_Written problem_
Lay out every line of the entries below as a numbered list, leaving out any blank lines.

** START OF The input **

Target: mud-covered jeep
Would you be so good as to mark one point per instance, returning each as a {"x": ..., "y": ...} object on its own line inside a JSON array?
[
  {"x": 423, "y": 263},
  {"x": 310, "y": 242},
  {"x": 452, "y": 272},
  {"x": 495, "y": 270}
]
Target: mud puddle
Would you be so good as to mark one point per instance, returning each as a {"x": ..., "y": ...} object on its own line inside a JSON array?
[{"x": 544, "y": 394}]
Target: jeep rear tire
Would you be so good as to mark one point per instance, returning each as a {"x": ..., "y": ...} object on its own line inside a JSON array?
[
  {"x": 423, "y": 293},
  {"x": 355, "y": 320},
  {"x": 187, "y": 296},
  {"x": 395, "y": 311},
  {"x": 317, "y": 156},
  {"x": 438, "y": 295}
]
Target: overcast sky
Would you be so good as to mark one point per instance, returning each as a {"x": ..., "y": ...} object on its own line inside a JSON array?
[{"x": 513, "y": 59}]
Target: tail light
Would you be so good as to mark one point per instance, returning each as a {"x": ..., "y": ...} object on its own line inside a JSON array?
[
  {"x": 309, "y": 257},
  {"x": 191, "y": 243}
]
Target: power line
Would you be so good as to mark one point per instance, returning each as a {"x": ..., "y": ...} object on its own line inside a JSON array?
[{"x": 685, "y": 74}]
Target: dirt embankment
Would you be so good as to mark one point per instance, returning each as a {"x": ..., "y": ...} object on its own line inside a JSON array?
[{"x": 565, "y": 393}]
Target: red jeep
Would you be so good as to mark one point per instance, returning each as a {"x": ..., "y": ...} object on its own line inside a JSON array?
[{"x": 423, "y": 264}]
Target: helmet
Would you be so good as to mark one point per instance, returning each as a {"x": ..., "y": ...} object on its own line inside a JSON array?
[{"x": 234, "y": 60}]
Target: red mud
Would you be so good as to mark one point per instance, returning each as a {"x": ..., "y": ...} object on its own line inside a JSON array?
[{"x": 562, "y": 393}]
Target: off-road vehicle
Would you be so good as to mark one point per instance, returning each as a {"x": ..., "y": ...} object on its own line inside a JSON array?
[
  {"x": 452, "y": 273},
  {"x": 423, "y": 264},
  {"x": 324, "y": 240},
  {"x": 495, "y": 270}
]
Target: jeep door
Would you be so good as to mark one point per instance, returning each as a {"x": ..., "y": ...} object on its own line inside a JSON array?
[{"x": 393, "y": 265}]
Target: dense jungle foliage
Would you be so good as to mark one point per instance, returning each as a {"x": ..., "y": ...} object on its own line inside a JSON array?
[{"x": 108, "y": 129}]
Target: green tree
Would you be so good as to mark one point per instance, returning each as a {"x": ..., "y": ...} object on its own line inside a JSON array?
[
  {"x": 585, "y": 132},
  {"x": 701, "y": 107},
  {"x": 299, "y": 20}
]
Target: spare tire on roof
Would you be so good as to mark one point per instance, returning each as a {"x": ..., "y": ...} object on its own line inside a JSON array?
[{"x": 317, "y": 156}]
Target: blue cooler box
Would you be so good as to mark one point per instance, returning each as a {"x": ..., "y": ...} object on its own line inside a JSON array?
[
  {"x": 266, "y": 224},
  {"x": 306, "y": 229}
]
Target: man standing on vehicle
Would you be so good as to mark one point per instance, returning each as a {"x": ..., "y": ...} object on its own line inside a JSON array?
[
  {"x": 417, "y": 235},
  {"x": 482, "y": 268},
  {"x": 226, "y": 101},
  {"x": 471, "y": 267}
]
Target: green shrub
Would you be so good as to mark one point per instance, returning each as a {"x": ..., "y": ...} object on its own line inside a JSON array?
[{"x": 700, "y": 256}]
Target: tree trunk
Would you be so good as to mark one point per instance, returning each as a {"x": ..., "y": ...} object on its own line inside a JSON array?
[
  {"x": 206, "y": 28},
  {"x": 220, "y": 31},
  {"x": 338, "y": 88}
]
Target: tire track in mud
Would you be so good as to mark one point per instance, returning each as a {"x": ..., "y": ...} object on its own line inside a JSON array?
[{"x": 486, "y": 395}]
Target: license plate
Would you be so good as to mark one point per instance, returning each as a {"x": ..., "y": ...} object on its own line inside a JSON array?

** END OF The input **

_The solution_
1. Target: mud-covered jeep
2. Would you be so good as to mark one point per instance, returning each as a {"x": ..., "y": ...} object on its own line inside a JSON array?
3. [
4.   {"x": 423, "y": 263},
5.   {"x": 310, "y": 242},
6.   {"x": 452, "y": 272},
7.   {"x": 495, "y": 270}
8. ]
9. Target: mud puddle
10. Would you be so good as to mark one point per instance, returning each as a {"x": ..., "y": ...} object on its own line inside a JSON array?
11. [{"x": 544, "y": 394}]
12. Target: jeep rear tire
13. Would you be so good as to mark one point per instance, returning each as a {"x": ..., "y": ...} object on its own line inside a JSON array?
14. [
15.   {"x": 423, "y": 293},
16.   {"x": 355, "y": 320},
17.   {"x": 187, "y": 296},
18.   {"x": 395, "y": 311},
19.   {"x": 317, "y": 156},
20.   {"x": 438, "y": 295}
21. ]
22. Target: overcast sky
23. Would you be so good as to mark one point per instance, returning each as a {"x": ..., "y": ...} object on its own line inside a JSON array?
24. [{"x": 513, "y": 59}]
25. Target: tail light
26. Would you be so good as to mark one point per instance, returning each as a {"x": ..., "y": ...} object on its own line inside a JSON array?
27. [
28.   {"x": 309, "y": 257},
29.   {"x": 191, "y": 243}
30. ]
31. Target: power line
32. Would you be so good as to mark one point per instance, returning each as a {"x": ..., "y": ...} object on its own line inside a JSON array?
33. [{"x": 685, "y": 74}]
34. Target: dirt embankment
35. Would you be so good as to mark one point per instance, returning each as a {"x": ..., "y": ...} object on its own line inside a JSON array?
36. [{"x": 565, "y": 393}]
37. Target: red jeep
38. Would you be so good as to mark one point per instance, returning each as a {"x": ..., "y": ...} object on its own line inside a JSON array?
39. [{"x": 423, "y": 264}]
40. Target: helmet
41. Would you be so good as to mark one point per instance, returning each as a {"x": ..., "y": ...} object on its own line inside a JSON array?
42. [{"x": 234, "y": 60}]
43. Target: red mud
44. Would you be so good as to mark one point per instance, returning each as a {"x": ..., "y": ...} object on its own line inside a JSON array?
45. [{"x": 562, "y": 393}]
46. Target: off-road vehicle
47. Would you be so good as to mark one point per instance, returning each as a {"x": ..., "y": ...} object on its own line inside a JSON array?
48. [
49.   {"x": 452, "y": 273},
50.   {"x": 423, "y": 264},
51.   {"x": 324, "y": 240},
52.   {"x": 495, "y": 270}
53. ]
54. Target: jeep door
55. Would you be so good as to mark one point per instance, returning each as a {"x": ..., "y": ...} object on its own line inside a JSON array?
56. [{"x": 393, "y": 265}]
57. Target: dense jungle foliage
58. Would you be so good as to mark one point per instance, returning each as a {"x": ..., "y": ...} object on its own line inside a JSON array?
59. [{"x": 108, "y": 129}]
60. Target: green tree
61. Would you be so good as to mark one point per instance, returning each as a {"x": ..., "y": ...} object on its own line inside a JSON array?
62. [
63.   {"x": 585, "y": 132},
64.   {"x": 701, "y": 107},
65.   {"x": 299, "y": 20}
66. ]
67. Target: spare tire on roof
68. Would you be so good as to mark one point per instance, returning each as a {"x": ..., "y": ...} object on its own line inside a JSON array?
69. [{"x": 317, "y": 156}]
70. Target: blue cooler box
71. Would you be so good as to mark one point per instance, returning each as a {"x": ..., "y": ...} object on its own line inside a JSON array?
72. [
73.   {"x": 266, "y": 224},
74.   {"x": 306, "y": 229}
75. ]
76. Target: man standing on vehicle
77. Would you be so good as to mark one point per instance, returning each as a {"x": ..., "y": ...} object on its own line inside a JSON array?
78. [
79.   {"x": 417, "y": 235},
80.   {"x": 482, "y": 268},
81.   {"x": 226, "y": 101},
82.   {"x": 471, "y": 267}
83. ]
84. Target: green shrub
85. Would you be so good as to mark one point per instance, returning each as a {"x": ..., "y": ...} object on its own line inside a JSON array?
86. [{"x": 700, "y": 256}]
87. Target: tree trunk
88. Would you be so good as to mark one point per instance, returning each as a {"x": ..., "y": ...} object on its own line inside a JSON array?
89. [
90.   {"x": 206, "y": 28},
91.   {"x": 220, "y": 31},
92.   {"x": 338, "y": 88}
93. ]
94. Target: tire track in mud
95. Would you be so good as to mark one point per instance, returning each as a {"x": ..., "y": ...} object on its own line inside a JSON array?
96. [{"x": 486, "y": 395}]
97. Target: license plate
98. Would you be so good as to mark one point per instance, returning each as a {"x": ..., "y": ...} object on its own line inside a JSON array?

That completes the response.